[Saved entries]
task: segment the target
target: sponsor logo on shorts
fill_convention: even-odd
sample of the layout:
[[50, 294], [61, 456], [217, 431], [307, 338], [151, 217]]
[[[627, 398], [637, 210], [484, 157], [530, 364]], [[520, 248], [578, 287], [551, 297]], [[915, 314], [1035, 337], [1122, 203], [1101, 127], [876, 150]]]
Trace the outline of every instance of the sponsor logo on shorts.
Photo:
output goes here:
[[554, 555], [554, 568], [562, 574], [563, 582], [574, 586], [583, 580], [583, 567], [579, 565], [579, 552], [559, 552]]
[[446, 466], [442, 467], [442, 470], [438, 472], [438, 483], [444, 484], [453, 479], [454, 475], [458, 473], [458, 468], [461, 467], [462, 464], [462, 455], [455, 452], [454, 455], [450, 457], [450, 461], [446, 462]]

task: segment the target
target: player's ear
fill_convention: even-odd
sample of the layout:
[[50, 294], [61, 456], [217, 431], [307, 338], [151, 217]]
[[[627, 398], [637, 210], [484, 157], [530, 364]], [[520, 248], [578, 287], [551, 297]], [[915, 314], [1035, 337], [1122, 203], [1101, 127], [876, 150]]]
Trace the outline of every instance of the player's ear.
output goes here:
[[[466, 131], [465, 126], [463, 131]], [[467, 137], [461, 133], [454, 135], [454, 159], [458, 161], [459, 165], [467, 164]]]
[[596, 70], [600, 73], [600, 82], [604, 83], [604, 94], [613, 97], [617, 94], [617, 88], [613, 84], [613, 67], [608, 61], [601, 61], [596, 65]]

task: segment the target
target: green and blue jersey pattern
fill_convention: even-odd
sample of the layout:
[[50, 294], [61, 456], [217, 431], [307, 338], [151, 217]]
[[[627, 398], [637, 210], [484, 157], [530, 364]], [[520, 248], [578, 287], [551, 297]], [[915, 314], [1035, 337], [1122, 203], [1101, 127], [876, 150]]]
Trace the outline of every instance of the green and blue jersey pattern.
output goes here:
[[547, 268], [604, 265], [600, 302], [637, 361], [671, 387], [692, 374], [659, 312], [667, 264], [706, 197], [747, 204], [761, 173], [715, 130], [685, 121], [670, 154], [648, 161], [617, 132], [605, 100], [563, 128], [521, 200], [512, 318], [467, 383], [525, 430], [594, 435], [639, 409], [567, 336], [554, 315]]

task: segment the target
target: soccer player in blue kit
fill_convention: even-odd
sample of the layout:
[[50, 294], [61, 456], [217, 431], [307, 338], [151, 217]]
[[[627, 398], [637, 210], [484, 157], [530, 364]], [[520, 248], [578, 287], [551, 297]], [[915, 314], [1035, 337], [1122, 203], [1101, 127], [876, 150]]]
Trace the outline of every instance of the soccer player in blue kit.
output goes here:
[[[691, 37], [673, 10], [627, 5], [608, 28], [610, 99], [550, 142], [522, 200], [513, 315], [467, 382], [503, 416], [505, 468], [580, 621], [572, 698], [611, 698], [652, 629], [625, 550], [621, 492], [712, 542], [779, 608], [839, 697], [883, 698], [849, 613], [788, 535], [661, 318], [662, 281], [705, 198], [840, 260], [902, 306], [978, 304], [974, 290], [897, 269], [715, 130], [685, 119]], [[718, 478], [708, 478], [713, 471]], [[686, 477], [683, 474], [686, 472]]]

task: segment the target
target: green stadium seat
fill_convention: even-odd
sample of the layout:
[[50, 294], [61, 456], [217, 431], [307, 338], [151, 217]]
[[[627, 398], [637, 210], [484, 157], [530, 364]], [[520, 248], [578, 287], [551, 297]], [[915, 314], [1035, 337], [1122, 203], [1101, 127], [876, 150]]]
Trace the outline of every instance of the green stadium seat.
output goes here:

---

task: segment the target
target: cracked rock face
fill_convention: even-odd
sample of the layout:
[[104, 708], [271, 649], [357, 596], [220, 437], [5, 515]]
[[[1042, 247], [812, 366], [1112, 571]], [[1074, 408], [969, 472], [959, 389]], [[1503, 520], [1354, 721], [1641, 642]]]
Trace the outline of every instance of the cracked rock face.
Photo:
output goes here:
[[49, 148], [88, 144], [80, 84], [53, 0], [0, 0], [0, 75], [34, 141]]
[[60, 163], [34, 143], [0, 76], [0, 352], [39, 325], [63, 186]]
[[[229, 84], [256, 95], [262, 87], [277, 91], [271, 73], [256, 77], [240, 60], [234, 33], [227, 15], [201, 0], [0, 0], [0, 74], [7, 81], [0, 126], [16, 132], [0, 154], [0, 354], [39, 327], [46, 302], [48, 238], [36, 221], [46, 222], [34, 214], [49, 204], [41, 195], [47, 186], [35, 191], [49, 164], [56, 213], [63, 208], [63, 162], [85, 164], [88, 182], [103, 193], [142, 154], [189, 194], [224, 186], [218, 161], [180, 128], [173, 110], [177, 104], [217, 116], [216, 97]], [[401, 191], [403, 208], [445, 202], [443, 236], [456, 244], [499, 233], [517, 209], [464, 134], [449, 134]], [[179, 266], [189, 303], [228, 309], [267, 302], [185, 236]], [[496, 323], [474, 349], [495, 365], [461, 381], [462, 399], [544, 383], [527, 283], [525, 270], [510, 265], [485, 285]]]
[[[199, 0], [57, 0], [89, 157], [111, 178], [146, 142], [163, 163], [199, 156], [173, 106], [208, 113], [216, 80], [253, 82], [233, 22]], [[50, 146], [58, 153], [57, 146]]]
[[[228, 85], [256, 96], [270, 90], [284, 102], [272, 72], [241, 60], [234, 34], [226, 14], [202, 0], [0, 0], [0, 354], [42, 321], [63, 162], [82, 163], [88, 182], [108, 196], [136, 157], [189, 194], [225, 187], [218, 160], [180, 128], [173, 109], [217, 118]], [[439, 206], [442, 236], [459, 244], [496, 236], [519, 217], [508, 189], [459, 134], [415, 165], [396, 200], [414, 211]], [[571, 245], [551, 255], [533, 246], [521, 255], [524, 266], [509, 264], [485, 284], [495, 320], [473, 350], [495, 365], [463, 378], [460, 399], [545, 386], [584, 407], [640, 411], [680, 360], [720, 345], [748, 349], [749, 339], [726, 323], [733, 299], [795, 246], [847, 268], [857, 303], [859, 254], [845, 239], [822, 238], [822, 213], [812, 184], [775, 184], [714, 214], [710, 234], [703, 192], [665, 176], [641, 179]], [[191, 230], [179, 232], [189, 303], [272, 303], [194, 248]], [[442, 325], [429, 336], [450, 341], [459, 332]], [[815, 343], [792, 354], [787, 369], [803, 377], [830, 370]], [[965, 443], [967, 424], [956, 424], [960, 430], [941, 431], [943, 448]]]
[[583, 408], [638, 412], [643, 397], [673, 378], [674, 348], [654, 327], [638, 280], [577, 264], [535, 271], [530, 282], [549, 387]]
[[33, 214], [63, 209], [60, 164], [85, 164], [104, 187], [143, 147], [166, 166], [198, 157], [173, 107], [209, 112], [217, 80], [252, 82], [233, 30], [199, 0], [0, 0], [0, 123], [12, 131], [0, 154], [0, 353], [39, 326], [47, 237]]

### [YOUR INSTRUCTIONS]
In the records, find every line that has the string "pattern" and copy it.

### [YOUR RESPONSE]
target: green and blue jersey pattern
Trace the outline of every instance of the green and blue jersey pattern.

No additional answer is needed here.